Sinodo per l'Africa: quale impatto sulle comunità religiose?

ROMA, lunedì, 28 settembre 2009 (ZENIT.org).- Il tema del secondo Sinodo per l’Africa, “La Chiesa in Africa a servizio della riconciliazione, della giustizia e della pace”, va al cuore del situazione sociale, politica, culturale e religiosa del continente africano.

Lo ha sottolineato il sacerdote kenyota Agbonkhianmeghe E. Orobator, SJ, del Catholic Information Service for Africa (CISA), ricordando che “ovunque si guarda, l’Africa anela alla riconciliazione, alla giustizia e alla pace”.

“Il grido per la riconciliazione echeggia da comunità divise; la richiesta di giustizia si leva da milioni di rifugiati e dagli sfollati interni, l’aspirazione alla pace scorre nelle lacrime dei milioni di vititme della guerra e del conflitto in Africa”, ha spiegato. “Queste grida e questi echi collettivi del continente rappresentano la cornice in cui considerare il tema del Sinodo”.

Secondo il sacerdote, una domanda fondamentale è: “In che modo il tema del Sinodo riguarderà le comunità e gli istituti di persone consacrate in Africa?”.

Per rispondere, avverte, “bisogna essere consapevoli del pregiudizio di vecchia data secondo il quale i religiosi in Africa vivono al margine della vita reale”.
+++
__Compito scritto 1__
Indica se ciascuna affermazione concorda con l'articolo sul Sinodo, rispondendo sì o no e citando le parole decisive del testo: (a) Orobator appartiene al Catholic Information Service for Africa; (b) il tema del Sinodo è "La Chiesa in Africa a servizio della pace e dello sviluppo"; (c) il sacerdote citato è nigeriano.
__Compito scritto 2__
Sostituisci "riconciliazione" con "unità" nella parte dell'articolo sul Sinodo che inizia con le parole "Sinodo per l'Africa: quale" e termina con "del continente africano.".
__Compito scritto 3__
Secondo l'articolo sul Sinodo, da chi si leva la richiesta di giustizia? Rispondi con una frase, per favore.

__Elenco dei dati__
+++
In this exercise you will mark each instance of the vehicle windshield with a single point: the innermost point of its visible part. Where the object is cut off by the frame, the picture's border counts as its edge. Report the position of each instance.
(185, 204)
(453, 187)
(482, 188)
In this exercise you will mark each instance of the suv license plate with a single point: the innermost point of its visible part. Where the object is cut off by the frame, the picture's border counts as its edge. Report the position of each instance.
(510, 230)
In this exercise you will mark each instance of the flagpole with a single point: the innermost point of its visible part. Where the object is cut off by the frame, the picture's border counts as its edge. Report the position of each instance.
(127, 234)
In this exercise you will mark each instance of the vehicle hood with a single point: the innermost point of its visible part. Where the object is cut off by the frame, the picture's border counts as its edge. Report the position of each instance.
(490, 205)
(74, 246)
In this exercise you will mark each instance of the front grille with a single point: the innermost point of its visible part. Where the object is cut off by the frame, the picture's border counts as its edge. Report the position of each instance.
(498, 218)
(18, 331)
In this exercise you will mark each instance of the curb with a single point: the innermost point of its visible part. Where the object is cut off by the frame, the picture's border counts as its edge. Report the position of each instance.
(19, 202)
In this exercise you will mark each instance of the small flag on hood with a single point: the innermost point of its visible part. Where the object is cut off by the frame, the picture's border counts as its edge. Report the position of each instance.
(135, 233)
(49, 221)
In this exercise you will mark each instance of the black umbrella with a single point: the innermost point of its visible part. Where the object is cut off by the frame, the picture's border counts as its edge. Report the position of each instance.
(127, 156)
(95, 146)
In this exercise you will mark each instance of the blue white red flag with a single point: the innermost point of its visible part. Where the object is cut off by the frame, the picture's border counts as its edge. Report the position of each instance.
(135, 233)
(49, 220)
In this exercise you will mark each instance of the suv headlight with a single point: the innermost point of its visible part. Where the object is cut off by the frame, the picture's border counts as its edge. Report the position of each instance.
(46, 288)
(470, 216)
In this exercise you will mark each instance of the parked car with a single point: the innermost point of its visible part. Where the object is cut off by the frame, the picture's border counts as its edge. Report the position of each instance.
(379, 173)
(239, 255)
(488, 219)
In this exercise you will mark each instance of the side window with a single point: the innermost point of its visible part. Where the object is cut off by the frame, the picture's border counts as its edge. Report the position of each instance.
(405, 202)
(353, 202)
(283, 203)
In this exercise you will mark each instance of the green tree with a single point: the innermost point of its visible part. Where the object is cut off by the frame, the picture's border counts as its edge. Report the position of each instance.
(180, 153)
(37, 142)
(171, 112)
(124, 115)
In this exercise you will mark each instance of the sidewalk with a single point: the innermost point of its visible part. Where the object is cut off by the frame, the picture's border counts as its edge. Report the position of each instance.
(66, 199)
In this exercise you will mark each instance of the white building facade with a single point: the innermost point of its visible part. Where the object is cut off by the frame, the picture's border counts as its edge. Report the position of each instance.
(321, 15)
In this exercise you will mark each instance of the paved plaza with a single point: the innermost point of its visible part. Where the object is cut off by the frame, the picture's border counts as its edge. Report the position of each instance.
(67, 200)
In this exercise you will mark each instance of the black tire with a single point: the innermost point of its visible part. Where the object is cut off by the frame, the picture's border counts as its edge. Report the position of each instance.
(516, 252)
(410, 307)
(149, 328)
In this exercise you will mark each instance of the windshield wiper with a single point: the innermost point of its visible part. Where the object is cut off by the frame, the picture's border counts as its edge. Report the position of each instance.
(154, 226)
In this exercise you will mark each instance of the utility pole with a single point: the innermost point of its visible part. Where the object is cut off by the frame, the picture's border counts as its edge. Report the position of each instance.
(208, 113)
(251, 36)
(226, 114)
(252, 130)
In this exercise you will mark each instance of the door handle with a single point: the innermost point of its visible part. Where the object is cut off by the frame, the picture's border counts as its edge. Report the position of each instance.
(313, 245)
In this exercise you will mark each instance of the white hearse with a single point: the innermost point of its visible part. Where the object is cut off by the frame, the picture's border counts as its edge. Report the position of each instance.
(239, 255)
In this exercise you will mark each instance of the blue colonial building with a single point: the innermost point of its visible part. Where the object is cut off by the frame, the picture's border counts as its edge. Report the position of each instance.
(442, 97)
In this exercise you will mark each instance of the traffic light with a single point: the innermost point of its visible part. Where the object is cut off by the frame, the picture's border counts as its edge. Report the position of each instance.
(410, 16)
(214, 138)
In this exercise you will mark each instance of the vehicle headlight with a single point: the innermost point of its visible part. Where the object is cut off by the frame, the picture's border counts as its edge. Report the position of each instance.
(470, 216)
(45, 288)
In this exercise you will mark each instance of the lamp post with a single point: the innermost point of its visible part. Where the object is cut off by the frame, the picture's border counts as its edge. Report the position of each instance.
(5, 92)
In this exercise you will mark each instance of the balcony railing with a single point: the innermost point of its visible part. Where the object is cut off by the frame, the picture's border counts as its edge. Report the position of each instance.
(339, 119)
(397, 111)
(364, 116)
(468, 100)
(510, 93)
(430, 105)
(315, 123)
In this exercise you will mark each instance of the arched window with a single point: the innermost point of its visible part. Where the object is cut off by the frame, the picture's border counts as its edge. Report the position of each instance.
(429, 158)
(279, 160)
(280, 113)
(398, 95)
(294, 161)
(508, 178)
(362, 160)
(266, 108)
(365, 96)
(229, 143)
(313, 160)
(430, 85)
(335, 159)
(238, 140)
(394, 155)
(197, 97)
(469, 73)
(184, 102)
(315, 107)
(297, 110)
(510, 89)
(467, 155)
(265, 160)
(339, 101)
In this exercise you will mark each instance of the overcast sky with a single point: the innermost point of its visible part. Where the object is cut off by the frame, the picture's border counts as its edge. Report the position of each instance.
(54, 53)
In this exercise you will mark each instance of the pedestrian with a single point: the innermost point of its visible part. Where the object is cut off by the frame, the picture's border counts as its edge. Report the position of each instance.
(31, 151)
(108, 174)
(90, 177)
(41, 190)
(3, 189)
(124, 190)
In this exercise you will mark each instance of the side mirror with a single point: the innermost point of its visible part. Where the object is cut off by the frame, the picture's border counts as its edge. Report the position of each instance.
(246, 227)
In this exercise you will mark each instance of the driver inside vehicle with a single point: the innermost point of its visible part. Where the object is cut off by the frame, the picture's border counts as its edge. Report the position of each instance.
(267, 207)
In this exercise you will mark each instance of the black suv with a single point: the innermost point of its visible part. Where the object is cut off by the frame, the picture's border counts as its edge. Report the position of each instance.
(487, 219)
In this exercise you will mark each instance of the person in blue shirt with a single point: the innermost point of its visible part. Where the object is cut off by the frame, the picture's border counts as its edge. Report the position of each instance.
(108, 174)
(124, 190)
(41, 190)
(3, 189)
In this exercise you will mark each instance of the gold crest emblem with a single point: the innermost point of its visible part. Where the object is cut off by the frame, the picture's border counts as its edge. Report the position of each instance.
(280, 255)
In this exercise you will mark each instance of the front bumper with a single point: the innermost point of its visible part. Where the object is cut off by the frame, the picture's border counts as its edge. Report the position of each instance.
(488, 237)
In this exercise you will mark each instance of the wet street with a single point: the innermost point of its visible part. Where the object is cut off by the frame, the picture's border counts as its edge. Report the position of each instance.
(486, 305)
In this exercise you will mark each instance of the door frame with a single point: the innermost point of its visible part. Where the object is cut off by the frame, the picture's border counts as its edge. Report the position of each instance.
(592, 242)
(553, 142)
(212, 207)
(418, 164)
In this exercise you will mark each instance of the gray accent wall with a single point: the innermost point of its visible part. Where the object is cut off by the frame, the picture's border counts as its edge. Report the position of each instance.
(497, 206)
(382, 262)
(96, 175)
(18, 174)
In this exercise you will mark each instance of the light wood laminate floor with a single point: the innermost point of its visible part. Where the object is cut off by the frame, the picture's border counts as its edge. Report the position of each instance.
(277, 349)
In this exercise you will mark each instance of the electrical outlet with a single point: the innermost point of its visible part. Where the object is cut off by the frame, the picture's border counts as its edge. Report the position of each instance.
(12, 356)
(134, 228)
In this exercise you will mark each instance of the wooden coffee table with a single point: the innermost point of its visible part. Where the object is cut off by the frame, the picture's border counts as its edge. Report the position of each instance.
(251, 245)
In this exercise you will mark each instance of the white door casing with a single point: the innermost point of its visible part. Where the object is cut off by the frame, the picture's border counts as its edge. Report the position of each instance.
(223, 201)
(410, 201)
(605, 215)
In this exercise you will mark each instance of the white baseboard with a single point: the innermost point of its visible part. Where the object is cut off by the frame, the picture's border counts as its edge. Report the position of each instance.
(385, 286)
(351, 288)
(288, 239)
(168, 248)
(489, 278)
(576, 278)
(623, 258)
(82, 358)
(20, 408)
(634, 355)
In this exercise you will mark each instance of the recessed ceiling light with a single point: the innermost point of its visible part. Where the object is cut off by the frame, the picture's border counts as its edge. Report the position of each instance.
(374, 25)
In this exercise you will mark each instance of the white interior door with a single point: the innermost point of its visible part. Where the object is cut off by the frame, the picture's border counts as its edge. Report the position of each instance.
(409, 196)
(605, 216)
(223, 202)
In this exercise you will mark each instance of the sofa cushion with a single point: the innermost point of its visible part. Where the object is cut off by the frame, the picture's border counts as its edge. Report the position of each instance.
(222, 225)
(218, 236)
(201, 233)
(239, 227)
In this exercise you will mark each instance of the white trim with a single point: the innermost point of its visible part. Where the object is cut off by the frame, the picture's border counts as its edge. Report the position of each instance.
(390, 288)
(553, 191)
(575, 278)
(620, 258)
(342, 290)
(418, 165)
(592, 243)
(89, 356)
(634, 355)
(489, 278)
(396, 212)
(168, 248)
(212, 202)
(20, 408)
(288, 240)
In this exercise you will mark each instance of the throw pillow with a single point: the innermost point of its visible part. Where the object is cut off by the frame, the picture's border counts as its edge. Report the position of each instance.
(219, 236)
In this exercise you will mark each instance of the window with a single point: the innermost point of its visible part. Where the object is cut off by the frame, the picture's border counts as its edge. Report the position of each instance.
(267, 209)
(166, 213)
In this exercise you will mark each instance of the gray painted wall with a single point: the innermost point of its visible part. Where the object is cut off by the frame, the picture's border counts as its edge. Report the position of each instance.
+++
__Risposta 1__
(a) Sì: "del Catholic Information Service for Africa (CISA)".
(b) No: "La Chiesa in Africa a servizio della riconciliazione, della giustizia e della pace".
(c) No: "Lo ha sottolineato il sacerdote kenyota".

__Risposta 2__
Sinodo per l'Africa: quale impatto sulle comunità religiose?

ROMA, lunedì, 28 settembre 2009 (ZENIT.org).- Il tema del secondo Sinodo per l’Africa, “La Chiesa in Africa a servizio della unità, della giustizia e della pace”, va al cuore del situazione sociale, politica, culturale e religiosa del continente africano.

__Risposta 3__
La richiesta di giustizia si leva da milioni di rifugiati e dagli sfollati interni.